Task details: Continue the film reviews below, picking up right after the last line shown.

Egoyan has crafted a feature that breathes the same air as "Fatal Attraction" and "Basic Instinct" -- films made when the director was busy making his own subtly sexual films like "Exotica." At the time Roger Ebert wrote, "There is a quality in all of his work that resists the superficial and facile. Even at the very start, he wasn't interested in simple storytelling." Until now, Roger, until now.

There is no question that Egoyan is as gifted a filmmaker as we have working in this country, but "Chloe," I'm afraid doesn't denote a high-water mark in his filmography.

He does, however, bring much to the table.

The film is gorgeous to look at -- from the beauty shots of Toronto, to the collective "wowness" of the cast. To match the rich visuals he's brought his own sensibility to the story, and instead of simply remaking "Nathalie," the French film "Chloe" is based on, he has populated the plot with strong female characters. And, as befits any erotic thriller there are twists and turns galore. Unfortunately most of them will be obvious to anyone who has ever read a Joe Eszterhas script and that is the film's Achilles' Heel.

The movie's closing moments play like a predictable b-movie, albeit a highbrow one, but a b-movie nonetheless.

Chloe marks the first time Egoyan has worked from a script that he didn't write and despite its angels -- nice performances and beautiful photography -- it made me yearn for the auteur of the "Exotica" years who would have made an uncompromising movie with a more dramatic ending.


"Hot Tub Time Machine"

Source data:
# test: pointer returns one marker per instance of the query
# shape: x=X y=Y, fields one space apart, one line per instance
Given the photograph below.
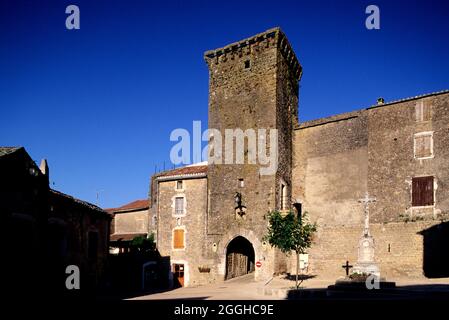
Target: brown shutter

Result of the task:
Richard's Review: 3 stars

"Hot Tub Time Machine" has a Frank Capra life is wonderful feel. The story of three old friends who try and relive the wildest weekend of their lives, and literally jump back in time all the way to the Regan years, is Capra-esque... if Capra swore like a sailor and infused his movies with sexual humor and vomit gags.

Following the attempted suicide of Lou (Rob Corddry) his only two friends Adam (John Cusack) and Nick (Craig Robinson), try and cheer him with a trip to the scene of their greatest party weekend ever -- the Kodiack Valley Lodge.

The place has seen better days, but through a magical combination of a hot tub and some illegal Russian Red Bull they are transported back in time to a sea of fluorescent coloured ski suits, Walk-men and oversized Ray Bans—a.k.a. the Regan years.

To a soundtrack of 80s hits like "Kick Start My Heart" and "Safety Dance" the guys and Adam's nephew (Clark Duke) grapple with the mysteries of the space and time continuum. By exactly recreating the Winter Fest 86 weekend they hope to find a crack in time and get back to present day. Of course, the only thing more complicated than a fissure in time is three middle-aged guys with a case stuffed with cocaine and booze.

I'm sure director Steve Pink (and producer Cusack) are likely hoping to emulate the success of that other recent buddy comedy of bad manners "The Hangover." They have a good chance -- it's the only comedy opening this weekend -- but its sense of absurdity and disjointed feel may dampen audience enthusiasm a tad.

Having said that, the movie aims to please audiences who would pay to see a movie called "Hot Tub Time Machine;" the nudity -- both male and female -- you'd expect from a whirlpool movie is in place, although just enough to keep it on this side of a PG rating.

There's also loads of Apatow-style toilet jokes, barfing and off colour jokes, but what good-time audiences may not be as prepared for is the sentimentality that follows the Cusack character. Luckily that and the "will it be their chance to start over" dilemma is dispensed with fairly quickly and only briefly throws the movie off balance.

Comedy-wise "Hot Tub Time Machine" belongs to the lesser known members of the cast. Corddry, best remembered as the manic second banana in movies like "Blades of Glory" and "Harold and Kumar Escape from Guantanamo Bay," is off the hook as the volatile Lou.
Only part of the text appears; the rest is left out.